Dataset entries
++++

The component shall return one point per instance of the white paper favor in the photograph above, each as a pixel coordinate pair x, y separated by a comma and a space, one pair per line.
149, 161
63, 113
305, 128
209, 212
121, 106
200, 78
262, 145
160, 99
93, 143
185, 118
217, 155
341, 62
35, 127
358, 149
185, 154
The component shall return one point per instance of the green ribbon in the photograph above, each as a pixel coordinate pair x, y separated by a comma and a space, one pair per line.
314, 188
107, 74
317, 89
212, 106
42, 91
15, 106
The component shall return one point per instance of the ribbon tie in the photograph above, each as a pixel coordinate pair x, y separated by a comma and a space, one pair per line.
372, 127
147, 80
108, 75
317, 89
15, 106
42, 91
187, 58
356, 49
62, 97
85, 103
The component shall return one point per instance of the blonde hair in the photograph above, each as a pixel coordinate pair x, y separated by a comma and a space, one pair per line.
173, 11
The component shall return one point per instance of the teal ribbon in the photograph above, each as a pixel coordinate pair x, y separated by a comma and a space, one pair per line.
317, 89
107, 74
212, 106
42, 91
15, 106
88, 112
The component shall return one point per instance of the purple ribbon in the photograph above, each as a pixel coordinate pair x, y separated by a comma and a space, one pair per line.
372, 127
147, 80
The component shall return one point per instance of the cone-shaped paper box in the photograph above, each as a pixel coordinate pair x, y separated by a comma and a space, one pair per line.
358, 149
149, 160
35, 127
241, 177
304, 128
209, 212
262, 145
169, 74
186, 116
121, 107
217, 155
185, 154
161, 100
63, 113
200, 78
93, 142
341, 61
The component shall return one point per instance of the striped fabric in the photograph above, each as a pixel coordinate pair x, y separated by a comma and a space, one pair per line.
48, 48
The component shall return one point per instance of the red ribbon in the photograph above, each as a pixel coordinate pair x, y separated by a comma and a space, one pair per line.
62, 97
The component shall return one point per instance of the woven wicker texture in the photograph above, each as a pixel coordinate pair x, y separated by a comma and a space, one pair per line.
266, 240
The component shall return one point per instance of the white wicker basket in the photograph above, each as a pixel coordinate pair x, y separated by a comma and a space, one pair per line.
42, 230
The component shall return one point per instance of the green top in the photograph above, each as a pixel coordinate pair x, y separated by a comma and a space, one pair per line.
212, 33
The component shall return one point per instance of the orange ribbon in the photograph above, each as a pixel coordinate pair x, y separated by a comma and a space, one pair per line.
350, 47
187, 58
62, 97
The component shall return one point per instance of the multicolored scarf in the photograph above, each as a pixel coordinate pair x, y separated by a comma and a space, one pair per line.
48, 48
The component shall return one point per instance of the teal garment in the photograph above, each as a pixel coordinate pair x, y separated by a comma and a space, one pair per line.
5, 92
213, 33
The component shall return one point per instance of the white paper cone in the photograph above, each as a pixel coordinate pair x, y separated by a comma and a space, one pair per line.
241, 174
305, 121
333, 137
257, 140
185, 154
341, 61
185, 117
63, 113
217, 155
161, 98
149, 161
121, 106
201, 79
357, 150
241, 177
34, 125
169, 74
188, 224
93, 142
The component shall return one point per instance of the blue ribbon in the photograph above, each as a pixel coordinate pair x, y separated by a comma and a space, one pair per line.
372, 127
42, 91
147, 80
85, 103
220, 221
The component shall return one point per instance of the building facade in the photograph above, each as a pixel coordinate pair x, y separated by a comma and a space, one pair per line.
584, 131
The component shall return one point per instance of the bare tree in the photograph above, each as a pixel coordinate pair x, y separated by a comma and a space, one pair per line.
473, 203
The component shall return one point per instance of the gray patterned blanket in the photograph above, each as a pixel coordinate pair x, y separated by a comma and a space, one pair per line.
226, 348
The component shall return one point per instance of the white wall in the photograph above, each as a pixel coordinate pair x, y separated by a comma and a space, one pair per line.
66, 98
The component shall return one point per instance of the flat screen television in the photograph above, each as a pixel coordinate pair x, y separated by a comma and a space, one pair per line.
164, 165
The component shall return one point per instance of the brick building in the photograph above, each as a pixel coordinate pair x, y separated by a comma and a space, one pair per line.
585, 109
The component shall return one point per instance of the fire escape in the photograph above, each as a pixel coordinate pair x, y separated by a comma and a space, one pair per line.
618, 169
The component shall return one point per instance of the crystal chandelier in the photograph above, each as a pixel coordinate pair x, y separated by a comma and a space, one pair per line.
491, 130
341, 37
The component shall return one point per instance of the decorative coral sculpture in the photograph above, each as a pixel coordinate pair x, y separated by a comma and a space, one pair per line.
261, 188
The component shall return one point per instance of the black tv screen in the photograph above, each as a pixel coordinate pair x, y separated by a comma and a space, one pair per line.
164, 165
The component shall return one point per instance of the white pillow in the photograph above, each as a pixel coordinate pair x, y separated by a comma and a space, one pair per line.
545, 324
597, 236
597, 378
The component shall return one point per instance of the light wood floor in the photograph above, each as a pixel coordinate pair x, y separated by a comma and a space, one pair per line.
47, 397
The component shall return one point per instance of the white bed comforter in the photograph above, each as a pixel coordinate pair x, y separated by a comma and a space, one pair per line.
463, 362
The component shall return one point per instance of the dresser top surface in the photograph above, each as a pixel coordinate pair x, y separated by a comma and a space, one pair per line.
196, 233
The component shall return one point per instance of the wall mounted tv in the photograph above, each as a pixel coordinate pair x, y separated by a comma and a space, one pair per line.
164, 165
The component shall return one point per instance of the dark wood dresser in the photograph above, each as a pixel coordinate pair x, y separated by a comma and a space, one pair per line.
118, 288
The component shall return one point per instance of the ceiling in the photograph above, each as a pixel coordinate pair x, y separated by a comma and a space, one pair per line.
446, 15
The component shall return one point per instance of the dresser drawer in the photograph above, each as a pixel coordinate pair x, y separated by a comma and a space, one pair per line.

++++

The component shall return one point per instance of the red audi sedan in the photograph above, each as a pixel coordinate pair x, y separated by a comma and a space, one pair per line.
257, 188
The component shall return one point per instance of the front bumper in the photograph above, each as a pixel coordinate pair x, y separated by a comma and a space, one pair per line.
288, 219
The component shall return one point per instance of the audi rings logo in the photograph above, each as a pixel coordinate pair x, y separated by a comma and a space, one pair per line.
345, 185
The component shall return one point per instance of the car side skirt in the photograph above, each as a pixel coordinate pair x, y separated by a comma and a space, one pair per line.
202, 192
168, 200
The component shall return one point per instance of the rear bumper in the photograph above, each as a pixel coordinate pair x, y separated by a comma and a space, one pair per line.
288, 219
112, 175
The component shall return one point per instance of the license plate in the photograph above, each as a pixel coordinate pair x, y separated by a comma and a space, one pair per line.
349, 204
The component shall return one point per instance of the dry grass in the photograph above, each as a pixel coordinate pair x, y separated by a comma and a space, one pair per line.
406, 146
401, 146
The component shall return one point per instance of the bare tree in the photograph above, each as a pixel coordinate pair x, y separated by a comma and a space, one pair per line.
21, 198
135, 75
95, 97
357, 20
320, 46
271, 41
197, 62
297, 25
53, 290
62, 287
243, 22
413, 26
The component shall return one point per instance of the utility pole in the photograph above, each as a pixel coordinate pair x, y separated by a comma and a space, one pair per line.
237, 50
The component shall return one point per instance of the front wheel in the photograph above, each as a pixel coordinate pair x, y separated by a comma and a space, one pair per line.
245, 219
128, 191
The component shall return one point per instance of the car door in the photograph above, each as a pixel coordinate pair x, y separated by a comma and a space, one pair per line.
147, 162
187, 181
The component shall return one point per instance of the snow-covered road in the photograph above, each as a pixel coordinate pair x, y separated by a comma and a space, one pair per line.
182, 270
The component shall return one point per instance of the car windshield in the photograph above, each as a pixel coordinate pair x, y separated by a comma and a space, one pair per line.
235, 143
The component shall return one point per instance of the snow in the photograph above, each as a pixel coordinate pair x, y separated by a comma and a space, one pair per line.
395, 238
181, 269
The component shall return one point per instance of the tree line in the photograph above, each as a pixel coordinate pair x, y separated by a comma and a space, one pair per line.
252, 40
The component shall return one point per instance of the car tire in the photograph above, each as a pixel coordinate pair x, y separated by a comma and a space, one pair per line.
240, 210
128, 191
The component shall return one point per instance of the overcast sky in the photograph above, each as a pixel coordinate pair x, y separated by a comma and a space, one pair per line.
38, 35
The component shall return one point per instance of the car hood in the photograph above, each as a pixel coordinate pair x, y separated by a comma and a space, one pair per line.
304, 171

++++

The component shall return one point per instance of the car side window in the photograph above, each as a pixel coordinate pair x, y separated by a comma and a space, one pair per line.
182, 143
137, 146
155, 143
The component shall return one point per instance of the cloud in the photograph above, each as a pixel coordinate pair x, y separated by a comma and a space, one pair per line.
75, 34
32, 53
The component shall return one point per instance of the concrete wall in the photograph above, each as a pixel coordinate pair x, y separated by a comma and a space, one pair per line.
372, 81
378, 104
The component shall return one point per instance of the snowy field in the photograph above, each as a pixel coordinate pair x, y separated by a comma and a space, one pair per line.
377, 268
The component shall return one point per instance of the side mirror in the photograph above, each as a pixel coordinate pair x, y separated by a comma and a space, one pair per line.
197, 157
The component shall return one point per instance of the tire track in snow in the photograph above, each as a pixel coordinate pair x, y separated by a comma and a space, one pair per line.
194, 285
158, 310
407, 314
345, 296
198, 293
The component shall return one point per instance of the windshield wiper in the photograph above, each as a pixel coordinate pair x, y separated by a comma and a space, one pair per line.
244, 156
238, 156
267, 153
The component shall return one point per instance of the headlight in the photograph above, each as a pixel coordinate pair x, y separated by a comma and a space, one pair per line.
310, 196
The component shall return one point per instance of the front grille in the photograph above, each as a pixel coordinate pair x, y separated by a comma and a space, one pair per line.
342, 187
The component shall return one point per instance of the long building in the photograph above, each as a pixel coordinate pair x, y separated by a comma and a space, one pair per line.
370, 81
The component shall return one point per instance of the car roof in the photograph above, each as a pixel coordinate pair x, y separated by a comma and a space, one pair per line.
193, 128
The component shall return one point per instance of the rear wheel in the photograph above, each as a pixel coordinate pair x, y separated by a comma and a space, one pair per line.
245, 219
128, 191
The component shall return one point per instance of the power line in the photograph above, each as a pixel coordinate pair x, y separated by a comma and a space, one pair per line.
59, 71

++++

▶ Your goal:
Starting at the line above that contains "The component shall return one point per instance of the light", repeat each line exactly up to and including the line that contains "the dresser drawer", and stop there.

▶ Answer box:
The component shall return one point per instance of the light wood floor in the photograph above, each as a pixel coordinate pair x, y separated by a comma and a space, one pair per line.
47, 397
The component shall return one point per instance of the white bed comforter in the photograph above, each as a pixel coordinate pair x, y separated by a comma and a space, one pair per line.
463, 362
The component shall return one point per instance of the dresser top surface in the photograph above, each as a pixel coordinate pair x, y separated by a comma and a space, one pair per line.
196, 233
The component shall return one point per instance of the wall mounted tv in the photograph above, each as a pixel coordinate pair x, y separated by a comma and a space, one pair per line.
164, 165
The component shall return one point per instance of the dark wood dresser in the photograph above, each as a pixel coordinate pair x, y separated by a comma and a space, one pair per line.
118, 288
The component shall return one point per instance of the ceiling in the photograph above, each as a pixel coordinate pair x, y separated by a comma and a space, one pair per line.
446, 15
The component shall return one point per instance of the dresser drawer in the photograph above, each as a pixel coordinate pair x, y separated by a comma and a space, one pair per line.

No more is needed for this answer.